TEXTO DE PARTIDA:

Los recortes de la ayuda estadounidense han puesto de manifiesto las profundas vulnerabilidades del sistema sanitario del Pacífico, destacando la dependencia de la financiación extranjera. La mejora sostenible requiere la creación de sistemas, una mayor responsabilidad local y la inversión en mano de obra y gobernanza para una soberanía sanitaria duradera.
Los recientes recortes de la ayuda de Estados Unidos bajo el mandato de Donald Trump han creado una crisis para los departamentos de salud del Pacífico, dejando programas críticos -especialmente las iniciativas contra el VIH/sida en Fiyi y Papúa Nueva Guinea- en peligro, justo cuando ambos países se enfrentan a unas tasas de infección crecientes. Aunque Australia intervino con financiación de emergencia, esto sólo ha parcheado temporalmente un sistema vulnerable y excesivamente dependiente de la ayuda exterior. La dependencia de la región de la ayuda internacional para el mantenimiento del sistema sanitario ha persistido desde la independencia, con importantes contribuciones de donantes como USAID, AUSAID y DFAT, así como de numerosas ONG. A pesar de estos esfuerzos, los resultados sanitarios fundamentales para las poblaciones del Pacífico siguen estando entre los peores del mundo, marcados por altas tasas de enfermedades no transmisibles, el estancamiento de la salud materno-infantil y unas infraestructuras sanitarias en dificultades, ejemplificadas en casos trágicos en los que las madres dan a luz en el suelo de los hospitales y los cadáveres se almacenan en morgues improvisadas. El gasto sanitario en los países del Pacífico sigue siendo bajo, con una media de sólo el 4,3% del PIB, frente a la media mundial del 6,1%, lo que deja a los sistemas sin recursos suficientes y mal preparados para las emergencias.

EJERCICIO:
Escribe la continuación del texto sobre los recortes de la ayuda estadounidense a la sanidad del Pacífico a partir de su última oración.

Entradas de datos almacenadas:

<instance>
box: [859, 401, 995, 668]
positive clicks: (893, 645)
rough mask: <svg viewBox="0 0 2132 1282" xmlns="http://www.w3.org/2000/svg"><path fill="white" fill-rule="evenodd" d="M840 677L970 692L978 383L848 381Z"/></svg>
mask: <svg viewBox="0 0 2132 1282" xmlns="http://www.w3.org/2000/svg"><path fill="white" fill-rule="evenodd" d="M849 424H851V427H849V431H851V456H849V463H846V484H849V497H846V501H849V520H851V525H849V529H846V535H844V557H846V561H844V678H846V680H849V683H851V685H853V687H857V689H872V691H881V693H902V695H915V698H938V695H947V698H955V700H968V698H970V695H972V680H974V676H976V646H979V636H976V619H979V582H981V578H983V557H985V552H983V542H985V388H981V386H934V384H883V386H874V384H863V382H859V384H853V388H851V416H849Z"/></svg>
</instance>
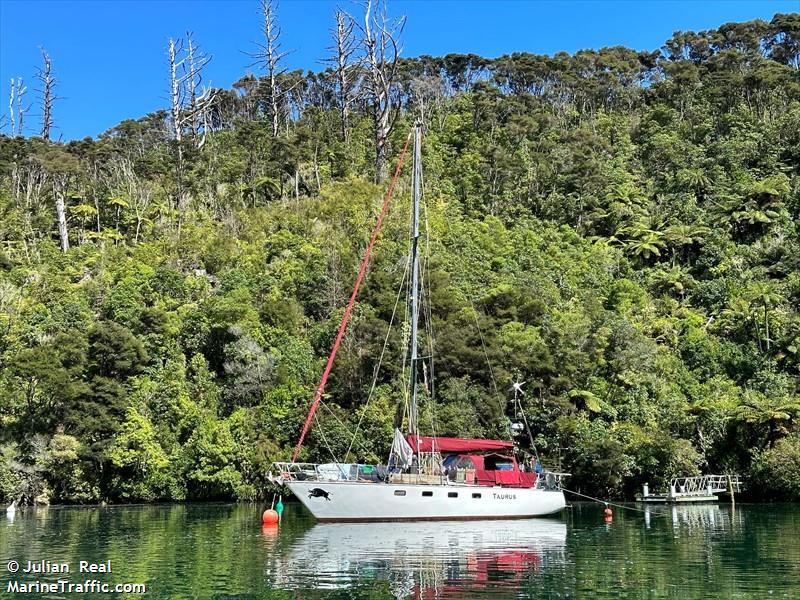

RESPUESTA:
La pandemia de COVID-19 puso de manifiesto esta vulnerabilidad: la inadecuada capacidad interna y el retraso en las respuestas debido a la dependencia de la ayuda exterior obstaculizaron las medidas de salud pública y prolongaron los trastornos sociales y económicos. El núcleo del problema radica no sólo en los recursos, sino también en la responsabilidad y la sostenibilidad. Los proyectos a corto plazo, impulsados por los donantes, a menudo sustituyen a la inversión sistémica y al cultivo de la responsabilidad local, obstaculizando el avance hacia sistemas sanitarios autosostenibles. Para que el Pacífico sea resiliente, es necesario un giro estratégico: pasar de los proyectos fragmentados a la construcción de sistemas integrales. Esto implica planes de transición de los donantes diseñados conjuntamente con los gobiernos locales, que den prioridad a reformas estructurales como una gobernanza transparente, sistemas de información sanitaria sólidos, preparación para emergencias y, lo que es más importante, inversión en el desarrollo de la mano de obra local. La formación regular y el desarrollo de capacidades deben pasar a un primer plano, reduciendo la dependencia de la supervisión extranjera.
Además, las estrategias de salida deben negociarse en los programas de los donantes desde el principio, como intentan actualmente Samoa y Tonga, que planifican la sostenibilidad de los programas de inmunización post-Gavi. También debe cambiar la forma de medir el éxito de los donantes: en lugar de centrarse en los resultados, como el número de clínicas o vacunas, la atención debe centrarse en la verdadera capacidad de recuperación del sistema, es decir, la capacidad de funcionar sin ayuda externa. En última instancia, este impulso hacia lo que se denomina “soberanía sanitaria” no es una mera cuestión de buena política, sino una cuestión de seguridad nacional y supervivencia. Las recientes perturbaciones demuestran la urgente necesidad de que las naciones del Pacífico asuman un mayor control y propiedad sobre sus sistemas sanitarios para garantizar la sostenibilidad a largo plazo, la resistencia y mejores resultados para sus poblaciones.